任务要求 A:
请从记录中包含“Target: dense forest background”的那一行起，到记录末尾止，将这几行原样照录，首尾两行都要包括。

POS tagging(词性标注)也被称为词类消歧或语法标记。

分2类：
* rule-based ，比如 **E. Brill's tagger**
* stochastic/probabilistic.

POS分类器以a document作为输入，得到词汇特征。它利用这些词汇特征和已有的train labels来训练。这种类型的分类器被称为二级分类器(a second order classier)，利用Bootstrap分类器以生成tags。

* 一个backoff分类器，会执行一个后退的程序。其output 以这样的方式获得：trigram POS tagger 依赖 bigram POS tagger，后者一类unigram

* 训练一个POS classifier ，会生成一个特征集。特征集由以下组成：
    * 现在的word
    * 上一个word 或前缀
    * 下个word 或承接的词

* 最大熵分类器：训练时要找的最优参数 令corpus的总似然最大

UnigramTagger training：仅采用一个token找到 其词性。初始化时，提供句子列表来训练UnigramTagger：

In [22]:
from nltk.tag import UnigramTagger
from nltk.corpus import treebank
training = treebank.tagged_sents()[:7000] # 用7000个句子来训练
unitagger = UnigramTagger(training)

任务要求 B:
根据上面关于词性标注的原文，判断下列三项说法是否与其相符，每项回答“是”或“否”，并准确引用原文中起决定作用的文字：(i) POS分类器以文档作为输入；(ii) 训练UnigramTagger时使用了5000个句子；(iii) 特征集包含下一个词。

所给记录:
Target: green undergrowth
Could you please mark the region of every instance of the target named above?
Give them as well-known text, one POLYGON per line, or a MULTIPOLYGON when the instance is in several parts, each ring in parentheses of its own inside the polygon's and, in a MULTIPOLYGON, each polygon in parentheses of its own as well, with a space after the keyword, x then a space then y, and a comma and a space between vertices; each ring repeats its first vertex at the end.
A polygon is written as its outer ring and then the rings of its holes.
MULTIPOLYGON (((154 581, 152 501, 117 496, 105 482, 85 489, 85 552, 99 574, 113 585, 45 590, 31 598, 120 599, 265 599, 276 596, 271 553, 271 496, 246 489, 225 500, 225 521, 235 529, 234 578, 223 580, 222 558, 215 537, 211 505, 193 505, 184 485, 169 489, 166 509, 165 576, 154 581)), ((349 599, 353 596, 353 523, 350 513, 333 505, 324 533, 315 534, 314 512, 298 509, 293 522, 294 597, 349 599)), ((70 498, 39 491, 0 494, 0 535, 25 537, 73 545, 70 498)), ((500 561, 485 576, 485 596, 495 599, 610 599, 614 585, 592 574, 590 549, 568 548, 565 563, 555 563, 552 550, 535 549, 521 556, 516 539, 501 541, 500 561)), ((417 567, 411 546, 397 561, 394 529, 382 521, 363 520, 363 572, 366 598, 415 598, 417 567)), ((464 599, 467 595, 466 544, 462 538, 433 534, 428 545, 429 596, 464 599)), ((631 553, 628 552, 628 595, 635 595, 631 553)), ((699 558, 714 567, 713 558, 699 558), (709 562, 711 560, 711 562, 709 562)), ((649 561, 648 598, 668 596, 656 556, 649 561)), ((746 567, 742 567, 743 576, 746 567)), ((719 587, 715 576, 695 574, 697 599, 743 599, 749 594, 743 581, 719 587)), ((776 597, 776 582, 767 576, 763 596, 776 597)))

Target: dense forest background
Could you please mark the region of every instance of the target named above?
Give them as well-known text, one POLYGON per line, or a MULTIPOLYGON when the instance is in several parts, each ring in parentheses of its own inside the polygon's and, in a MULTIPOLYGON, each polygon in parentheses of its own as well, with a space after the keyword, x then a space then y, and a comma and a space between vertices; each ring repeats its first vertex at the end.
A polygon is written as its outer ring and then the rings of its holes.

结果 A:
Target: dense forest background
Could you please mark the region of every instance of the target named above?
Give them as well-known text, one POLYGON per line, or a MULTIPOLYGON when the instance is in several parts, each ring in parentheses of its own inside the polygon's and, in a MULTIPOLYGON, each polygon in parentheses of its own as well, with a space after the keyword, x then a space then y, and a comma and a space between vertices; each ring repeats its first vertex at the end.
A polygon is written as its outer ring and then the rings of its holes.

结果 B:
(i) 是：“POS分类器以a document作为输入”
(ii) 否：“用7000个句子来训练”
(iii) 是：“下个word 或承接的词”